Copy every line of the data below, requests included. Multiply each coordinate in the answers by 2.45 and round to the nearest whole number, with halves rounded up.

▼

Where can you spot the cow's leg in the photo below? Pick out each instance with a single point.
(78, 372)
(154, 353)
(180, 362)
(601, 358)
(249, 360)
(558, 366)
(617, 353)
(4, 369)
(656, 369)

▲

*Expected answer*.
Where can you spot the cow's leg in the photo below? Pick out each instance with a single point.
(191, 911)
(377, 865)
(441, 887)
(1472, 877)
(610, 882)
(1367, 897)
(1512, 865)
(10, 904)
(1607, 904)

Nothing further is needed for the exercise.